On a road trip some years ago with her sister Diane, Nancy was impressed with the beautiful scenery around Fayetteville, Arkansas and wanted to visit again. So we're headed north to Fayetteville, and not far away is Branson, Missouri, one of the national capitals of country music. The plan after Branson is to drive south, back to the Gulf Coast, and eventually to Florida.
Our first stop was Vicksburg, Mississippi. Vicksburg was the closest (small) city to my ancestral home in Tallulah, Louisiana, just across the mighty Mississippi and about twenty miles from where I grew up. We drove through Vicksburg's downtown, which consists of several beautifully developed blocks of streets with cobblestone pavers and attractive shops. Unfortunately, the economy hasn't been kind to Vicksburg, and half the stores are empty. There are multiple casinos in Vicksburg along the Mississippi River, so you'd think the tax revenue would bring prosperity, but Vicksburg has the look of a dying city.

(Items from a data source)
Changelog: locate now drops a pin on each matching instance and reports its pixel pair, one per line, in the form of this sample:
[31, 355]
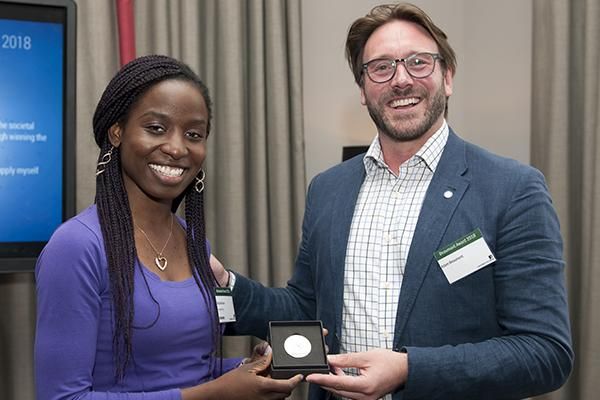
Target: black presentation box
[298, 348]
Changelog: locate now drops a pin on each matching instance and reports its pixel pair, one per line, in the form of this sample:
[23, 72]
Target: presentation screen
[37, 108]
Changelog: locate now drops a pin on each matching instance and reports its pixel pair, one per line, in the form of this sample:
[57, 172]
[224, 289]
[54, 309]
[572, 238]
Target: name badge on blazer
[464, 256]
[225, 308]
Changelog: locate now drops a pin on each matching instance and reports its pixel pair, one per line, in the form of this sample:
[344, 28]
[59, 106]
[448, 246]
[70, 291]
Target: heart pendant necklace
[160, 260]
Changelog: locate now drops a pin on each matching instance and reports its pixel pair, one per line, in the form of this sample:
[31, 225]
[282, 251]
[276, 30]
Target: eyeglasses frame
[395, 62]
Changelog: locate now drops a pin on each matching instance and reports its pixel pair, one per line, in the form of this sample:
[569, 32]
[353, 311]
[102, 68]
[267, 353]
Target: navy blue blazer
[501, 332]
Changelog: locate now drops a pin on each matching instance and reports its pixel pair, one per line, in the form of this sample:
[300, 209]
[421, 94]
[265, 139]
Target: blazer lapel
[434, 218]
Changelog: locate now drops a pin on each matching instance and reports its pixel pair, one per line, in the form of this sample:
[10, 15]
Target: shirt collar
[430, 153]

### Task requirements
**a.** Repeat the road trip passage word for word, from "Our first stop" to "a dying city.".
**b.** Carry on the road trip passage from the point where it stops.

### Your written answers
**a.**
Our first stop was Vicksburg, Mississippi. Vicksburg was the closest (small) city to my ancestral home in Tallulah, Louisiana, just across the mighty Mississippi and about twenty miles from where I grew up. We drove through Vicksburg's downtown, which consists of several beautifully developed blocks of streets with cobblestone pavers and attractive shops. Unfortunately, the economy hasn't been kind to Vicksburg, and half the stores are empty. There are multiple casinos in Vicksburg along the Mississippi River, so you'd think the tax revenue would bring prosperity, but Vicksburg has the look of a dying city.

**b.**
We drove across the Mississippi River to Tallulah and had a look around. From a previous visit we were aware that the town had deteriorated badly, and the rot has continued. When I was a boy Tallulah had a fairly successful farm-based economy, and the stores along the main street were thriving. At present almost all those buildings are unoccupied, and some are gutted. Even more than Vicksburg, Tallulah is a town on life support.
I grew up in the days when segregation was the law of the South. There was a railroad track running through Tallulah, and the cliche was literal reality - black people lived on one side of the tracks and white people on the other. Restaurants, schools, and drinking fountains were color-specific. Hard to imagine that such a time existed, but of course it did. Integration of the races didn't happen until years after I left, and then gradually black people moved into the white areas. In fact, after my parents died, we sold their home to a black minister. White flight shifted most of the Caucasians to a neighborhood enclave on the west side of Tallulah or to other communities. The racial mix, which was 50:50 when I lived there, is now 75% black. Home values fell, the economic situation for black folks was and is awful, and many of the homes they've acquired are falling apart. It's depressing.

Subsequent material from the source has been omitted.